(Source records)

= = = = =

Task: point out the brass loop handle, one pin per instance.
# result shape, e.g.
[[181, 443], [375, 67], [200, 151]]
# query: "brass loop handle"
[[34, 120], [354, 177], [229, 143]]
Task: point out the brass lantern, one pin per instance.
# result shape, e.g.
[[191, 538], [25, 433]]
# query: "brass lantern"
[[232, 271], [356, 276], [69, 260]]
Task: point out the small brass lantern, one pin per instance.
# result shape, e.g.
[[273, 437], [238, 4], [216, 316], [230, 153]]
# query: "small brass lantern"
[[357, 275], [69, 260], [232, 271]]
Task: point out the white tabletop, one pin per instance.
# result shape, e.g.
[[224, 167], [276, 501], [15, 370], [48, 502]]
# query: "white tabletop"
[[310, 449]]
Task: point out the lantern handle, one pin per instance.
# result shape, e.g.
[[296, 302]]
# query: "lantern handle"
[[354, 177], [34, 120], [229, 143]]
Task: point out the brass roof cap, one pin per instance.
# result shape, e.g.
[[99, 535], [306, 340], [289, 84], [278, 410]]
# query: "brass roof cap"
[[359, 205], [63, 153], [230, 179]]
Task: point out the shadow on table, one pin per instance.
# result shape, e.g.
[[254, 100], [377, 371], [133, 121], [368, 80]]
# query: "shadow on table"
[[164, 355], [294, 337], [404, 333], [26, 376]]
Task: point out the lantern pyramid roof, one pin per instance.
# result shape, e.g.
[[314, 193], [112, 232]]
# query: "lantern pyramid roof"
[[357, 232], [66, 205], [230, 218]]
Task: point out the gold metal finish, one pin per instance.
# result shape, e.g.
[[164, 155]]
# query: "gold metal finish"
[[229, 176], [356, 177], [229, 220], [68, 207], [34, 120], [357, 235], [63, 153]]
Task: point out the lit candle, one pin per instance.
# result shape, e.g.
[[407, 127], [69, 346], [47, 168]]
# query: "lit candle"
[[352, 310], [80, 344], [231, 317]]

= = = = =

Would you retype the lines of the data above, from the one holding "Task: point out the shadow" through its final line, exactly and without adding any other line?

Task: point out the shadow on table, one pin per instance.
# result shape, e.g.
[[254, 100], [377, 371], [133, 121], [368, 80]]
# query: "shadow on table"
[[164, 355], [294, 337], [404, 333], [26, 376]]
Task: point out the lantern pyramid roof, one pin per instance.
# result shape, e.g.
[[314, 193], [112, 232]]
# query: "lantern pyramid roof"
[[357, 232], [66, 205], [230, 218]]
Task: point out the gold metal finish, one pin per instance.
# result shape, e.g.
[[164, 155]]
# query: "gold metal finish"
[[229, 176], [356, 177], [229, 220], [68, 207], [34, 120], [357, 235], [63, 153]]
Task: point out the lit candle, one pin per instance.
# result shape, e.g.
[[407, 127], [69, 346], [47, 168]]
# query: "lit candle"
[[352, 310], [80, 344], [231, 317]]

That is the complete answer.